### GOAL OF THE EXERCISE
Which lines in the items below contain the string "striped"? Show each of those lines in full, matching case exactly.

** start GIVEN RECORDS **

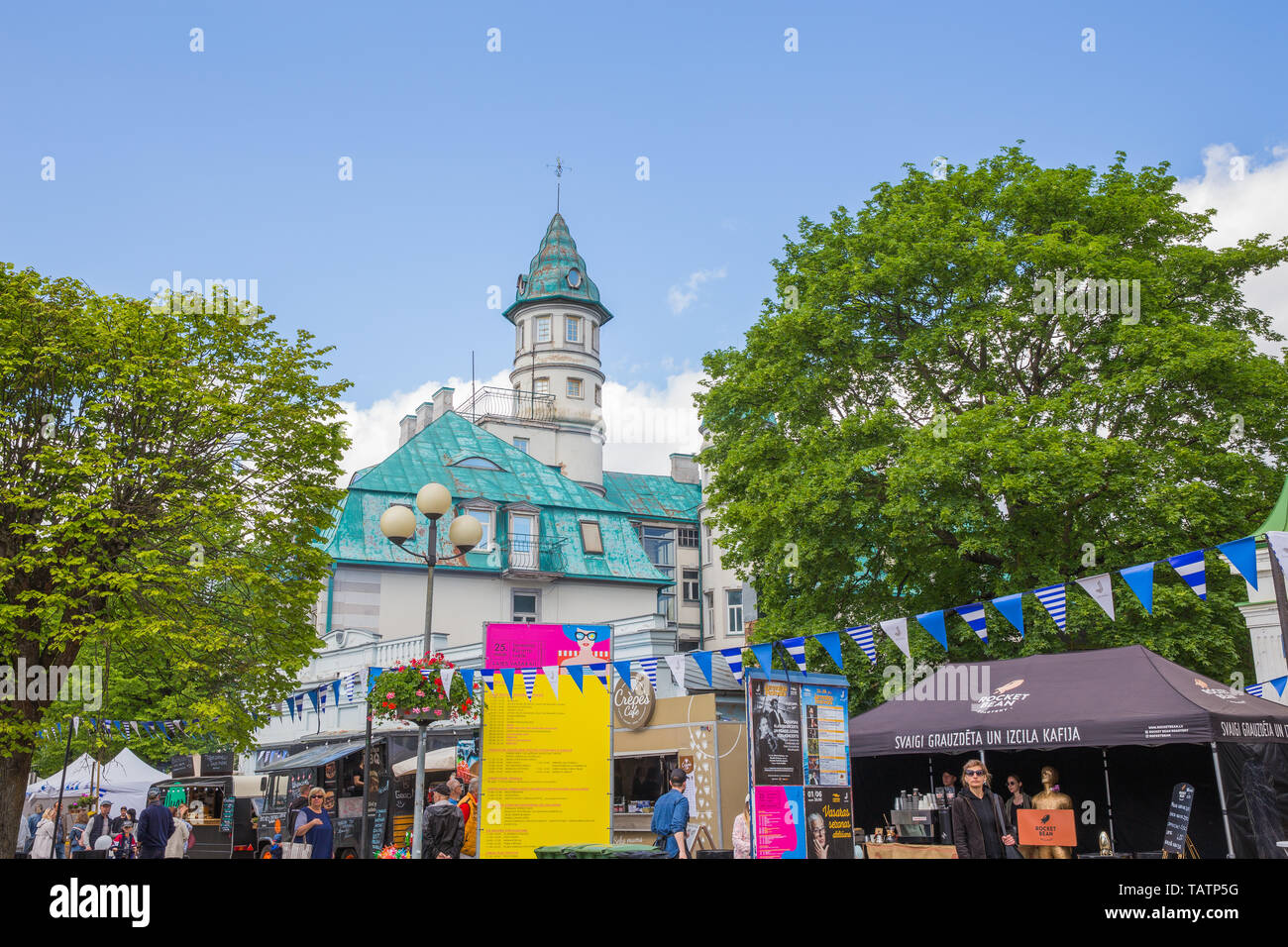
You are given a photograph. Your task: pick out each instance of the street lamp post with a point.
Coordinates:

** end GIVEN RECORDS **
** start GIVEN RECORDS **

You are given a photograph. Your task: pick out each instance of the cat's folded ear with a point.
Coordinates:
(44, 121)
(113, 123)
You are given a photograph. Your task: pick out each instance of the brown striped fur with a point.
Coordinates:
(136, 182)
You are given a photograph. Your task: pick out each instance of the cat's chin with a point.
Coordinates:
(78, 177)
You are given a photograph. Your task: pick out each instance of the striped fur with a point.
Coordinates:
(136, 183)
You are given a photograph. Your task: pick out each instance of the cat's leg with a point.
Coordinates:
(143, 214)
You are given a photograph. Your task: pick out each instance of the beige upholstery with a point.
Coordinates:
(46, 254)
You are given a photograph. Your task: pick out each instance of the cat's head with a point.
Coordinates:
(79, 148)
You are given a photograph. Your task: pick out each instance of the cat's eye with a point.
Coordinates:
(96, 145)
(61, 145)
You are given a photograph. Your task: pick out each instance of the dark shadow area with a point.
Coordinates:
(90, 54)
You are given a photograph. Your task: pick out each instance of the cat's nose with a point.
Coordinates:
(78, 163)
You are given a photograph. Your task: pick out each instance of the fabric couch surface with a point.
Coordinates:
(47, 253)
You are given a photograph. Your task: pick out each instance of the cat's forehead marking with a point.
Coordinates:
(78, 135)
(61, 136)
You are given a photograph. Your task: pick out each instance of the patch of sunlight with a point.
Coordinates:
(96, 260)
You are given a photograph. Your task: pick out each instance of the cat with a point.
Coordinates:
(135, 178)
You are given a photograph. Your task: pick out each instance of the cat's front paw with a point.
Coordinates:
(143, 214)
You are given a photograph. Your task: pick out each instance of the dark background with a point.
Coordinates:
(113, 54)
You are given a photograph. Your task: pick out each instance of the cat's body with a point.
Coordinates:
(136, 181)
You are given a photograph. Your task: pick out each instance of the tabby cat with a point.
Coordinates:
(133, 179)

** end GIVEN RECORDS **

### RESULT OF THE TASK
You are given a photograph. Your task: pick out each instance of the brown striped fur with a point.
You are given a photograph. Your task: pick out each instance of the striped fur with a point.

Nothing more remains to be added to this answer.